Please put every line of the entries below into a numbered list, leaving out any blank lines.
___
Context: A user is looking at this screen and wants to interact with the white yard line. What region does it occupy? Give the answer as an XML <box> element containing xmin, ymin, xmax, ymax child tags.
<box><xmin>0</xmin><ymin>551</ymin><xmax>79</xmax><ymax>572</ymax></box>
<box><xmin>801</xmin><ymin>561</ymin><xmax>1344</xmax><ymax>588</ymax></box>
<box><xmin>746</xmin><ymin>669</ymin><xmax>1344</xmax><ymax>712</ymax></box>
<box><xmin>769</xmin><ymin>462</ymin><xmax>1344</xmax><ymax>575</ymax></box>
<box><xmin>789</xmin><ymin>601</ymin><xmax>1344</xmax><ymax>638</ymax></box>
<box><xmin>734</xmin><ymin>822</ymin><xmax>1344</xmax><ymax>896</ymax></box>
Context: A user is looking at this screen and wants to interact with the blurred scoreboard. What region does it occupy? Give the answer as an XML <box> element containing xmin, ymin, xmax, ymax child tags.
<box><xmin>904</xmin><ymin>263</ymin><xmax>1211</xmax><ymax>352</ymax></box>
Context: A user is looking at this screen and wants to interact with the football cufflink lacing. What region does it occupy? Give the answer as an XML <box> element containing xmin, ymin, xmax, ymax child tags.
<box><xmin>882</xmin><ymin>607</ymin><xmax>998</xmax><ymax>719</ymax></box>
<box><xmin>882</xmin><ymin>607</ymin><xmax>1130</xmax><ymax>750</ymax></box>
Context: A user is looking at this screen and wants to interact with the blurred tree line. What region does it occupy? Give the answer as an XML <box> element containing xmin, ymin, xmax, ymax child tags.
___
= Output of the exercise =
1. Context: A user is looking at this screen and wants to interact with the white yard line. What region does it occupy? Give the answer as an XML <box> element containing xmin, ymin, xmax, ymax child tags.
2. <box><xmin>0</xmin><ymin>551</ymin><xmax>79</xmax><ymax>572</ymax></box>
3. <box><xmin>801</xmin><ymin>561</ymin><xmax>1344</xmax><ymax>588</ymax></box>
4. <box><xmin>746</xmin><ymin>669</ymin><xmax>1344</xmax><ymax>712</ymax></box>
5. <box><xmin>769</xmin><ymin>462</ymin><xmax>1344</xmax><ymax>575</ymax></box>
6. <box><xmin>789</xmin><ymin>601</ymin><xmax>1344</xmax><ymax>638</ymax></box>
7. <box><xmin>734</xmin><ymin>822</ymin><xmax>1344</xmax><ymax>896</ymax></box>
8. Context: A user is looking at this screen and wants to interact with the blurred scoreboard. What region does it occupy? Give the answer as an XML <box> element containing xmin, ymin, xmax, ymax child tags.
9. <box><xmin>904</xmin><ymin>263</ymin><xmax>1211</xmax><ymax>352</ymax></box>
10. Context: A user is looking at this screen and wants to interact with the football cufflink lacing. What region does it occupy? Give the answer as an XML <box> element containing xmin, ymin, xmax, ymax child tags.
11. <box><xmin>882</xmin><ymin>607</ymin><xmax>998</xmax><ymax>719</ymax></box>
12. <box><xmin>882</xmin><ymin>607</ymin><xmax>1130</xmax><ymax>750</ymax></box>
13. Context: A user is looking at this screen and wants to interact with the blurred tree line. What region does it occupy? Give the answer as an XML <box> element containing xmin, ymin, xmax, ymax child tags.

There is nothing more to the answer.